Exercices à faire:
• a. Dans le texte fourni, à bord de quel appareil un voyage d'environ 900 kilomètres vers Londres passait-il naguère pour détruire la planète ?
• b. Restituez sous forme de liste JSON de chaînes, une par ligne et sans les lignes vides, tout ce qui va du début des enregistrements jusqu'à la ligne contenant "[547,479,587,539]", celle-ci comprise.

Texte fourni:
• • • • • • •

La liberté et la démocratie grâce au dioxyde de carbone
Notre monde est devenu compliqué à comprendre. Il y des guerres injustes, qu’on nous demande de condamner, et des guerres justes, qu’on nous demande d’applaudir. Il y a de bons bombardements et de mauvais bombardements. Il y a des victimes sur lesquelles on nous demande de pleurer (pendant deux ou trois jours, ça suffit) et d’autres dont tout le monde se contrefiche (parce que leur malheur, dans des pays que nous ne savons pas situer sur une carte, n'affecte pas notre confort physique et moral). Il y a aussi des guerres au statut encore indéterminé, que les élites médiatiques et politiques observent avec circonspection en attendant qu’un récit moral parvienne à s’imposer.
La seule réalité aisément compréhensible, donc, est qu’aujourd’hui à peu près tout le monde rêve d’occire à peu près tout le monde, pour des causes invariablement proclamées justes.
Mais il y a autre chose qui devient très compliqué à suivre: c’est la politique climatique. Il y a très peu de temps encore, il était communément admis que, si vous vous rendiez à Londres (environ 900 kilomètres) à bord d’un petit Airbus A-220, vous détruisiez la planète. Maintenant, si vous envoyez quotidiennement des flottes de F-15, F-16, F-35, B-2 et autres missiles de croisières à des milliers de kilomètres, en renonçant délibérément à l’usage du vélo-cargo ou du train de nuit, on vous félicite de sauver le monde. Comme si le CO2, autrefois ennemi public numéro un, était soudain devenu freedom-friendly. (A moins qu’il ne faille faire une distinction entre le CO2 destiné au bien-être humain, qui esquinte la couche d’ozone précisément parce qu’il est destiné au bien-être humain, et celui destiné aux massacres et destructions de toute sorte, agréé par le GIEC puisqu’il contribue à la noble cause de lutter contre la surpopulation mondiale.)

• • • • • • •

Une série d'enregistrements
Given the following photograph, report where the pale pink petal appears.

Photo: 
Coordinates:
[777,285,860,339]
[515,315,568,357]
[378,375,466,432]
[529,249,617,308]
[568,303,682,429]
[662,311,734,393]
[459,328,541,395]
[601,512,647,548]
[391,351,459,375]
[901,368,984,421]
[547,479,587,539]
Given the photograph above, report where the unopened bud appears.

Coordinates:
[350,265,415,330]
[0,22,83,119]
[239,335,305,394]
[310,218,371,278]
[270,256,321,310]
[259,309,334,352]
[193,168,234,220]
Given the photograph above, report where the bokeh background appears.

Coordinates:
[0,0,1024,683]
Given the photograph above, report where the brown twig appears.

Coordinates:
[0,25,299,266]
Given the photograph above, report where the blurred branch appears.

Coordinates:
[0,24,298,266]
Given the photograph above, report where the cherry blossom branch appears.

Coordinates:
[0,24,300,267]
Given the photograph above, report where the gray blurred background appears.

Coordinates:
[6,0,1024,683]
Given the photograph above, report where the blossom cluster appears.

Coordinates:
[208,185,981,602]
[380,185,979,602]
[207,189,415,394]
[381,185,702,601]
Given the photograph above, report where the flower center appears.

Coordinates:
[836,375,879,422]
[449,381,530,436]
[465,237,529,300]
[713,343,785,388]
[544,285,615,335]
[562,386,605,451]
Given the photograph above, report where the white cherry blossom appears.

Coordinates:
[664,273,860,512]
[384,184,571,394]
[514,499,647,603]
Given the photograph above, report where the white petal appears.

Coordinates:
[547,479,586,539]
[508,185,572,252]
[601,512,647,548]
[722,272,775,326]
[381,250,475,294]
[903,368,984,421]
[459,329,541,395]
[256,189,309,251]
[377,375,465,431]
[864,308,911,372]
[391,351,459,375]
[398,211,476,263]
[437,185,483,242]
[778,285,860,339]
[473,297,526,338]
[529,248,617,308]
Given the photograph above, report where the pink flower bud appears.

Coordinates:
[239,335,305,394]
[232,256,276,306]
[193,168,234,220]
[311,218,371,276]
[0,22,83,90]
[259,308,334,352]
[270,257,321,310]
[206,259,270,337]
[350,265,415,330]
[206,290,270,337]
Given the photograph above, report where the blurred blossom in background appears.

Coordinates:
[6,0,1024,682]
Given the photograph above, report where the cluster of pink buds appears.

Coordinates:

• • • • • • •

Résultats de l'exercice:
• a. À bord d'un petit Airbus A-220.

• b.
[
  "Given the following photograph, report where the pale pink petal appears.",
  "Photo: ",
  "Coordinates:",
  "[777,285,860,339]",
  "[515,315,568,357]",
  "[378,375,466,432]",
  "[529,249,617,308]",
  "[568,303,682,429]",
  "[662,311,734,393]",
  "[459,328,541,395]",
  "[601,512,647,548]",
  "[391,351,459,375]",
  "[901,368,984,421]",
  "[547,479,587,539]"
]